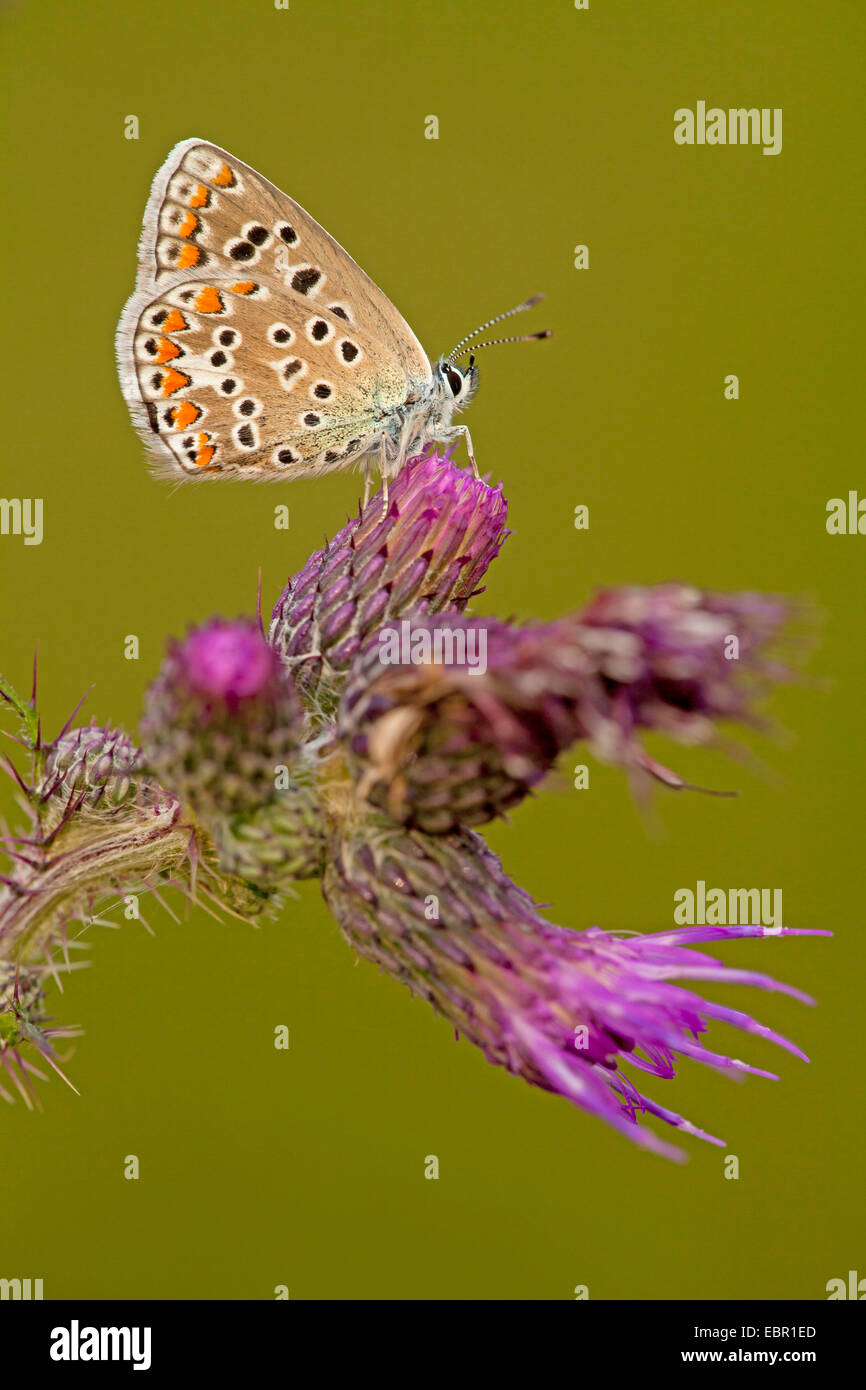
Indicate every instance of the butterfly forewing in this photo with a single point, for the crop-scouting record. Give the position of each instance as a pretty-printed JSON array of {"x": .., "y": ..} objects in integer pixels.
[{"x": 253, "y": 342}]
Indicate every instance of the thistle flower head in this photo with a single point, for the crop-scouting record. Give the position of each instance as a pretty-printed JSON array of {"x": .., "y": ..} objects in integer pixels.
[
  {"x": 449, "y": 722},
  {"x": 220, "y": 717},
  {"x": 95, "y": 767},
  {"x": 563, "y": 1009},
  {"x": 433, "y": 546}
]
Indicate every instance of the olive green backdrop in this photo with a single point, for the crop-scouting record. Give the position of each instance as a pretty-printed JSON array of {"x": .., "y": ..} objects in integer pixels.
[{"x": 306, "y": 1168}]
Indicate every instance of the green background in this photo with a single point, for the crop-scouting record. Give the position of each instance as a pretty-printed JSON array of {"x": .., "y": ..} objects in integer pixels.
[{"x": 306, "y": 1168}]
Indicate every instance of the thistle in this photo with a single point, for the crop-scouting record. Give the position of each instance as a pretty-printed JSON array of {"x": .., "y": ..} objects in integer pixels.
[{"x": 359, "y": 742}]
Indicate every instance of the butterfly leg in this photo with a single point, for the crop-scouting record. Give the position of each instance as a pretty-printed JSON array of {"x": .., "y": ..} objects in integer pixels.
[
  {"x": 384, "y": 473},
  {"x": 462, "y": 430}
]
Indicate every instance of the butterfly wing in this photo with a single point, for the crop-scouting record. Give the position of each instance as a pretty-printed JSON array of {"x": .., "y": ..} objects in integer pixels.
[{"x": 253, "y": 344}]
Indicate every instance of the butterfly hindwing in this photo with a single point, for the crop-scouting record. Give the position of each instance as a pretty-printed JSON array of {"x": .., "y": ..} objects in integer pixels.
[
  {"x": 253, "y": 342},
  {"x": 238, "y": 378}
]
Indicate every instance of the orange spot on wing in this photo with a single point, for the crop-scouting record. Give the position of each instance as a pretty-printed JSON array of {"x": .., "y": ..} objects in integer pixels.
[
  {"x": 206, "y": 452},
  {"x": 173, "y": 381},
  {"x": 185, "y": 414},
  {"x": 209, "y": 302},
  {"x": 166, "y": 350}
]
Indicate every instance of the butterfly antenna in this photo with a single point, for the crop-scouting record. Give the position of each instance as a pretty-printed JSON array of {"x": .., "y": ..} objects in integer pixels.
[
  {"x": 494, "y": 342},
  {"x": 519, "y": 309}
]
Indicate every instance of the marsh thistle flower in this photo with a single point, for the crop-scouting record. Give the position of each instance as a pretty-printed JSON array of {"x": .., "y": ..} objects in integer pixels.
[{"x": 362, "y": 741}]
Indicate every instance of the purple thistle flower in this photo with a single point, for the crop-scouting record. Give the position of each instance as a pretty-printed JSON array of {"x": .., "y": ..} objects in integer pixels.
[
  {"x": 441, "y": 533},
  {"x": 387, "y": 761},
  {"x": 563, "y": 1009},
  {"x": 220, "y": 719}
]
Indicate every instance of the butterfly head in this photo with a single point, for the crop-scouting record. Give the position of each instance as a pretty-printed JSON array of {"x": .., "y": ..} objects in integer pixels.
[{"x": 456, "y": 385}]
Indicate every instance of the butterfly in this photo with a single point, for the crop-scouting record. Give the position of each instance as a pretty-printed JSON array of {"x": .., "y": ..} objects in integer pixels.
[{"x": 253, "y": 346}]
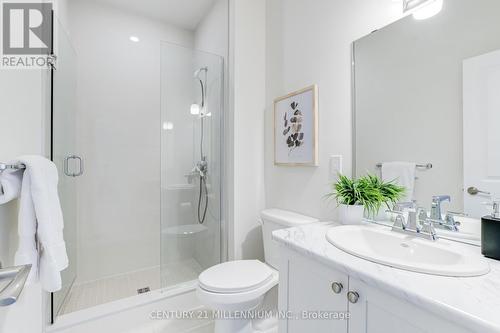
--------
Every line from the one with "Indicate every instance of the butterfly in" through the last line of the listing above must be written out exactly, and no picture may appear.

_ANSWER SECTION_
Indicate every instance of the butterfly in this photo with a single point, for the crop-scouting record. Give the position of each instance as a pretty-printed JSON array of {"x": .., "y": ..} objects in integer pixels.
[{"x": 253, "y": 346}]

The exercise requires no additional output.